— START Passage —

To be efficient and to avoid your '-' point above, we just have to be
careful to specify that the instructions shall operate on all common
types, therefore casting should be relatively uncommon. For example all
of the arithmetic operations work on almost all data types.
> Making the second arg. to 'shl' a ubyte seems good enough to me.
> 255 positions seems adequate for several generations of machines
Okay, that comment is removed.
> and is more compact than uint.
No, it isn't. Remember that the bytecode encoding saves value slots into
the bytecode instructions themselves, not constant values. This is
another case where we may introduce more cast instructions (but we will
also reduce the number of opcode variants that must be supported by a
virtual machine). Because most shifts are by constant values, I don't
think that we'll have to cast many shifts. :)
> I still have some major concerns about including malloc and free in the
> language (either as builtin functions or instructions).
Agreed. How about this proposal:
malloc/free are either built in functions or actual opcodes. They provide
all of the type safety that the document would indicate, blah blah
blah. :)
Now, because of all of the excellent points that you raised, an
implementation may want to override the default malloc/free behavior of
the program. To do this, they simply implement a "malloc" and
"free" function. The virtual machine will then be defined to use the user
defined malloc/free function (which return/take void*'s, not type'd
pointers like the builtin function would) if one is available, otherwise
fall back on a system malloc/free.
Does this sound like a good compromise? It would give us all of the
typesafety/elegance in the language while still allowing the user to do
all the cool stuff they want to...
> 'alloca' on the other hand sounds like a good idea, and the
> implementation seems fairly language-independent so it doesn't have the
> problems with malloc listed above.
Okay, once we get the above stuff figured out, I'll put it all in the
spec.
> About indirect call:
> Your option #2 sounded good to me. I'm not sure I understand your
> concern about an explicit 'icall' instruction?
I worry too much. :) The other alternative has been removed. 'icall' is
now up in the instruction list next to 'call'.
> I believe tail calls are relatively easy to identify; do you know why
> .NET has a tailcall instruction?
Although I am just guessing, I believe it probably has to do with the fact
that they want languages like Haskell and lisp to be efficiently runnable
on their VM. Of course this means that the VM MUST implement tail calls
'correctly', or else life will suck. :) I would put this into a future
feature bin, because it could be pretty handy...
> A pair of important synchronization instr'ns to think about:
> load-linked
> store-conditional
What is 'load-linked'? I think that (at least for now) I should add these
to the 'possible extensions' section, because they are not immediately
needed...
> Other classes of instructions that are valuable for pipeline
> performance:
> conditional-move
> predicated instructions
Conditional move is effectly a special case of a predicated
instruction... and I think that all predicated instructions can possibly
be implemented later in LLVM. It would significantly change things, and
it doesn't seem to be very necessary right now. It would seem to
complicate flow control analysis a LOT in the virtual machine. I would
tend to prefer that a predicated architecture like IA64 convert from a
"basic block" representation to a predicated rep as part of it's dynamic
complication phase. Also, if a basic block contains ONLY a move, then
that can be trivally translated into a conditional move...

— END Passage —

*Exercise requirements:*
A – Decide whether each statement agrees with the discussion above, answering yes or no and quoting the deciding words.
(i) The 'icall' instruction was dropped in favor of the other alternative.
(ii) Load-linked and store-conditional are to go in the 'possible extensions' section for now.
(iii) A user-defined malloc/free would take and return typed pointers.
B – Answer these questions from the discussion above:
(i) Which instruction now sits next to 'call' in the instruction list?
(ii) What does the virtual machine fall back on when no user-defined malloc/free is available?
(iii) Which architecture is named as an example of a predicated architecture?

— START Dataset extract —

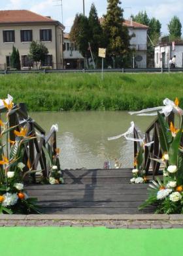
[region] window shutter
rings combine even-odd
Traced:
[[[20,39],[21,39],[21,42],[23,42],[24,41],[24,31],[23,30],[20,30]]]
[[[53,65],[53,56],[51,54],[50,55],[50,66],[52,66]]]
[[[6,38],[6,32],[5,31],[3,31],[3,42],[6,42],[7,41],[7,38]]]
[[[22,67],[24,67],[24,55],[22,55],[21,56],[21,60],[22,60]]]
[[[12,31],[12,41],[15,42],[15,39],[14,39],[14,30]]]
[[[52,41],[52,30],[49,30],[49,41]]]
[[[33,31],[30,30],[30,39],[31,42],[33,41]]]

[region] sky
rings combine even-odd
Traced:
[[[183,27],[183,0],[121,0],[124,9],[124,18],[128,19],[130,15],[139,11],[146,11],[150,17],[154,16],[162,24],[162,34],[166,35],[167,24],[174,15],[181,20]],[[54,19],[62,21],[61,9],[59,5],[61,0],[0,0],[1,10],[27,9],[44,16],[51,16]],[[62,0],[63,20],[65,31],[69,32],[75,14],[82,12],[83,0]],[[107,12],[107,0],[85,0],[86,14],[89,14],[92,3],[94,3],[99,16]]]

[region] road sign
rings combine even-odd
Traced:
[[[99,48],[99,57],[105,58],[106,49]]]

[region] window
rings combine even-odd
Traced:
[[[31,67],[33,66],[33,62],[27,55],[22,56],[22,67]]]
[[[3,31],[3,42],[14,43],[14,31],[4,30]]]
[[[31,42],[33,40],[32,30],[20,30],[21,42]]]
[[[41,30],[40,41],[52,41],[52,30]]]
[[[43,66],[52,66],[52,55],[47,54],[44,56],[44,61],[42,63]]]

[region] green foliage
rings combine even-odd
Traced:
[[[98,55],[99,48],[103,46],[103,35],[97,12],[94,3],[92,4],[88,18],[88,25],[91,32],[90,43],[92,53],[96,58]]]
[[[71,40],[78,47],[82,56],[88,57],[88,42],[90,41],[90,30],[88,18],[82,14],[76,14],[70,33]]]
[[[125,56],[130,50],[130,39],[127,28],[124,25],[124,10],[119,0],[108,0],[107,14],[104,16],[103,28],[107,54],[115,58]]]
[[[33,41],[29,48],[29,58],[36,63],[37,69],[38,69],[38,62],[41,64],[44,62],[45,55],[48,53],[48,48],[42,42],[35,42]]]
[[[8,74],[0,76],[0,93],[26,102],[29,111],[141,110],[177,95],[183,107],[182,79],[181,73],[110,72],[103,81],[100,74]]]
[[[18,70],[21,69],[19,51],[18,49],[16,49],[14,46],[12,47],[12,52],[10,56],[10,64],[12,68]]]
[[[169,36],[171,39],[180,39],[182,35],[182,24],[178,16],[174,16],[168,24]]]

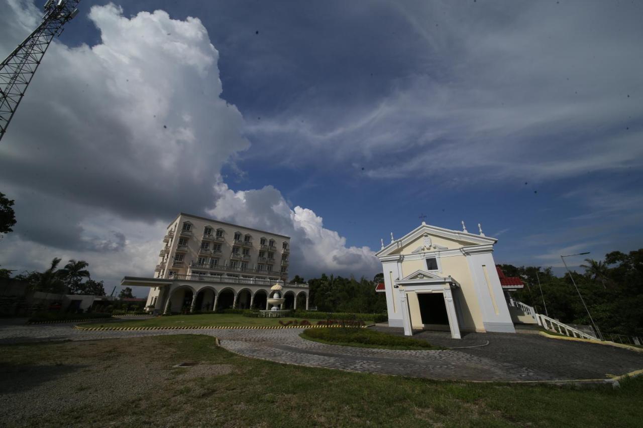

— END Dataset extract —

*Exercise solutions:*
A –
(i) No: "The other alternative has been removed. 'icall' is now up in the instruction list next to 'call'."
(ii) Yes: "I think that (at least for now) I should add these to the 'possible extensions' section"
(iii) No: "which return/take void*'s, not type'd pointers like the builtin function would"

B –
(i) 'icall'
(ii) A system malloc/free
(iii) IA64